▸ To do
Reproduce the lines below word for word, leaving every character unchanged.

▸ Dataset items

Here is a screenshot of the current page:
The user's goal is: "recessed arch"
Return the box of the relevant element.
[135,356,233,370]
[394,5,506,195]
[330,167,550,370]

▸ Response for this exercise
Here is a screenshot of the current page:
The user's goal is: "recessed arch"
Return the box of the relevant element.
[135,356,233,370]
[394,5,506,195]
[330,167,550,370]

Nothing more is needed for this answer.